─── Texto extraído

Análise Política
Um paradoxo assombra a política e a análise política. Luiz Inácio Lula
da Silva e o Partido dos Trabalhadores elegeram-se porque conseguiram
atrair por gravidade o apoio de um segmento minoritário da direita não
bolsonarista. Um setor que participara ativamente da ofensiva
antilulista e antipetista no dito mensalão, na Lava-Jato, no impeachment
de Dilma Rousseff e na inelegibilidade e prisão de Lula.
Decorre também desse paradoxo o cenário curioso, mas analiticamente bem
decifrável, em que Lula está obrigado a fazer um governo de coalizão com
o “centro”, pois não detém maioria parlamentar própria, está longe
disso, enquanto busca a todo momento e em todos os terrenos fortalecer
seu campo político, programática e organicamente, e enfraquecer esse
centro.
Tem lógica, mas é uma linha algo diferente da do outro presidente Lula, aquele do passado.
Todo líder e grupo político buscam o poder. Se estão nele, a preocupação
central é como mantê-lo. No caso de Lula e do PT, o cálculo delicado
parece buscar o ponto ótimo em que a direita centrista estará com o
governo para evitar sua queda, mas não ficará forte o suficiente para
nutrir realisticamente ambições próprias. Ou, pior, voltar a flertar com
o bolsonarismo que apoiou em 2018.
Enquanto oferece recompensas a esse grupo, ou conjunto de grupos,
precisa também submetê-lo. É o que no PT se chama de “fazer a disputa”.
No momento, Lula e o PT não estão “fazendo a disputa” somente contra
Jair Bolsonaro, que afinal continua sendo o dono da esmagadora maioria
do voto antipetista, mas também, e talvez principalmente, contra os
companheiros ocasionais de viagem.
No passado, houve momentos em que Lula pareceu atraído pela
possibilidade de as alianças táticas ganharem caráter estratégico. Entre
1989 e 1994, PT e PSDB foram partidos quase irmãos, ou pelo menos
primos, nutridos ambos na luta contra o que se chamava de “corrupção e
fisiologismo” da Nova República. O namoro acabou quando Fernando
Henrique Cardoso se juntou ao PFL (hoje União Brasil) para derrotar
Lula.

──────
─── Registros fornecidos

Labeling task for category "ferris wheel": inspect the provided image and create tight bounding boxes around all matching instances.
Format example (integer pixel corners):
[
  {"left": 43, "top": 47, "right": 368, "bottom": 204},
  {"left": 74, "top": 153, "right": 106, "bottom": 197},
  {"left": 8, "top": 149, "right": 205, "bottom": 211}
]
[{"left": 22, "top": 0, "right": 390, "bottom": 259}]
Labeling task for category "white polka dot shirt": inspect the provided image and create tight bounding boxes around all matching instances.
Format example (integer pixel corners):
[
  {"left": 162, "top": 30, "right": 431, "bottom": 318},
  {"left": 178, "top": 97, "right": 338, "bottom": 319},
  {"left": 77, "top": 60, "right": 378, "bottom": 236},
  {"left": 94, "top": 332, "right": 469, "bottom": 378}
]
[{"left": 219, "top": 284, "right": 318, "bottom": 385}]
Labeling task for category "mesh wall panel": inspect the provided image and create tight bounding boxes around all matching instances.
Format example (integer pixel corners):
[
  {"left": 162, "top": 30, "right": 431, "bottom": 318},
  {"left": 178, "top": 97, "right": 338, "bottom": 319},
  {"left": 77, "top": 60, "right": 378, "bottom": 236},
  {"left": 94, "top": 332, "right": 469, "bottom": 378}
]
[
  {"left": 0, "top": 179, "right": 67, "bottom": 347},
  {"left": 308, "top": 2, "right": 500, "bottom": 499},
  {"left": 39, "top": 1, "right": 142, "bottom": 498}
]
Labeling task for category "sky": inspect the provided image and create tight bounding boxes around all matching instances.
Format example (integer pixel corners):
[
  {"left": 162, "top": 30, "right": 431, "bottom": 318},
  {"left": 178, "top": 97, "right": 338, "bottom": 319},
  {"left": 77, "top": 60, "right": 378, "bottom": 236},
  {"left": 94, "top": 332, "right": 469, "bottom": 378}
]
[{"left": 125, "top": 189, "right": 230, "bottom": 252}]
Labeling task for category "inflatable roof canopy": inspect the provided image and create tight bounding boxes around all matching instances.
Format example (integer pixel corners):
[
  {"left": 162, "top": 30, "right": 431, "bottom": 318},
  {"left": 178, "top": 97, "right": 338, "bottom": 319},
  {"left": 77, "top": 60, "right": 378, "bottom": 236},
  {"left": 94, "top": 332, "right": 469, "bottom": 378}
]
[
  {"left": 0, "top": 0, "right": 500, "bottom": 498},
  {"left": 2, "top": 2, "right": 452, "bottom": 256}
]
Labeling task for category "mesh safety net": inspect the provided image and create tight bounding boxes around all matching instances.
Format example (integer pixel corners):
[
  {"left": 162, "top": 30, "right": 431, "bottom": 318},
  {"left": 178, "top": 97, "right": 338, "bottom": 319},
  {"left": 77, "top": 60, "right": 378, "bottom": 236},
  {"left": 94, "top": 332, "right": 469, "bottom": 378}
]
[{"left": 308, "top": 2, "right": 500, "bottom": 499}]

──────

◆ Tarefas a realizar:
#1 Indique se cada afirmação concorda com a análise sobre Lula e o PT, respondendo sim ou não e citando as palavras decisivas do texto: (a) Lula conta com maioria parlamentar própria. (b) Entre 1989 e 1994, PT e PSDB foram partidos quase irmãos. (c) No PT, submeter o grupo de centro é chamado de "fazer a disputa".
#2 Por favor, estenda a análise sobre Lula e o PT a partir da última frase apresentada.

◆ Respostas dadas:
#1
(a) Não: “pois não detém maioria parlamentar própria, está longe disso”
(b) Sim: “Entre 1989 e 1994, PT e PSDB foram partidos quase irmãos”
(c) Sim: “precisa também submetê-lo. É o que no PT se chama de “fazer a disputa””

#2
Depois, ao longo de seus 14 anos no Planalto, Lula pareceu
progressivamente atraído pela possibilidade de uma união estável com o
"centro democrático". O momento-chave foi quando buscou uma aliança com o
então PMDB de Michel Temer na eleição da presidência da Câmara dos
Deputados em 2007, o que abriu caminho para Temer ser o vice de Dilma em
2010. O mesmo Temer que viraria o pivô da deposição dela em 2016.
É verdade que em algum momento parte do PT calculou ser melhor para o
futuro do partido a abreviação do governo Dilma. Outra verdade: na
véspera do desfecho, Lula buscou os velhos aliados do MDB com um apelo
dramático pela permanência de Dilma, mas bateu num muro de gelo. Ali já
estava em pleno trabalho de parto o projeto de poder da aliança
PMDB-PSDB.
Que depois foi atropelado pela revolução bolsonarista com quem o centro se abraçara em 2015-16.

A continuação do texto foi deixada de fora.